§ **Task goal**: Return every line in the records that contains the string "block".

§ **Data**:
+ + +

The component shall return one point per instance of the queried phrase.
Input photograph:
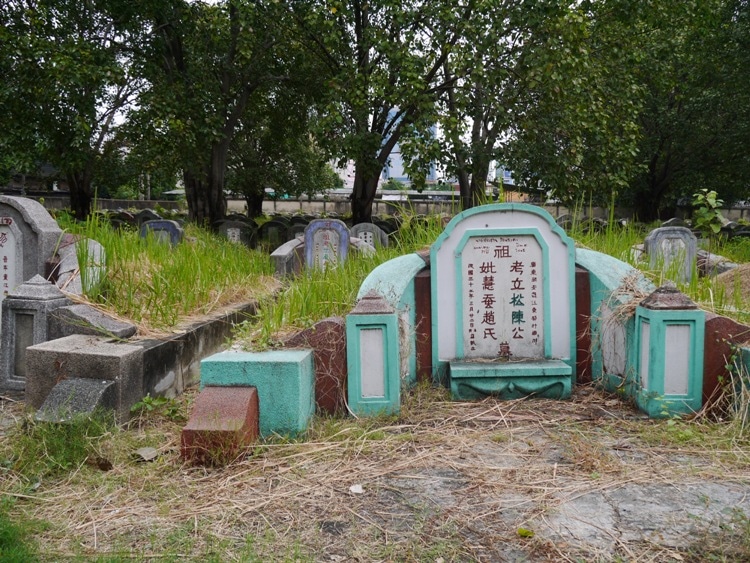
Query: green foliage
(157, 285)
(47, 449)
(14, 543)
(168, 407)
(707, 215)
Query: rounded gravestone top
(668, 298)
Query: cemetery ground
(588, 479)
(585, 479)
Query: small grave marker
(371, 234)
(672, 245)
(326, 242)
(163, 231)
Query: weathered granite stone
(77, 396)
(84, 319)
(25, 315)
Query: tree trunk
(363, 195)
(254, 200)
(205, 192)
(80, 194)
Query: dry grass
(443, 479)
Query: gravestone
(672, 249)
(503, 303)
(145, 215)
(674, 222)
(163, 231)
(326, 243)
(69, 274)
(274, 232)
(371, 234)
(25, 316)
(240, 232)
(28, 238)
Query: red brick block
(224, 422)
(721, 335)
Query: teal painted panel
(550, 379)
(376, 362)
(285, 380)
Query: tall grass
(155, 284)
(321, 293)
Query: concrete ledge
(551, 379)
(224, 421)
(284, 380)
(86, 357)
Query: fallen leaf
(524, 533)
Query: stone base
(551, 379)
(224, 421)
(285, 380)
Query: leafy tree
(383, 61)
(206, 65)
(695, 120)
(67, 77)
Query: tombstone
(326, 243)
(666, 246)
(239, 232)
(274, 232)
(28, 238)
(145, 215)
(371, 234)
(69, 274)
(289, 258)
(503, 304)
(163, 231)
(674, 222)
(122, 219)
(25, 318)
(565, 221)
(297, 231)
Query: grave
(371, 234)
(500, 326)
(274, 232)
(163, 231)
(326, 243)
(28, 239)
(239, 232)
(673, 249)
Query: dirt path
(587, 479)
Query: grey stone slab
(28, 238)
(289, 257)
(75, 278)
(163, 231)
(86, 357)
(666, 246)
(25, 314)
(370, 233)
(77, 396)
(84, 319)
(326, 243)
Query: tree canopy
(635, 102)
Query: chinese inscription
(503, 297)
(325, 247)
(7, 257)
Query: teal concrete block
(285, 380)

+ + +

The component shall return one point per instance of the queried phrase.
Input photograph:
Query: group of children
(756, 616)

+ + +

§ **Result**:
Query: red brick block
Query: teal concrete block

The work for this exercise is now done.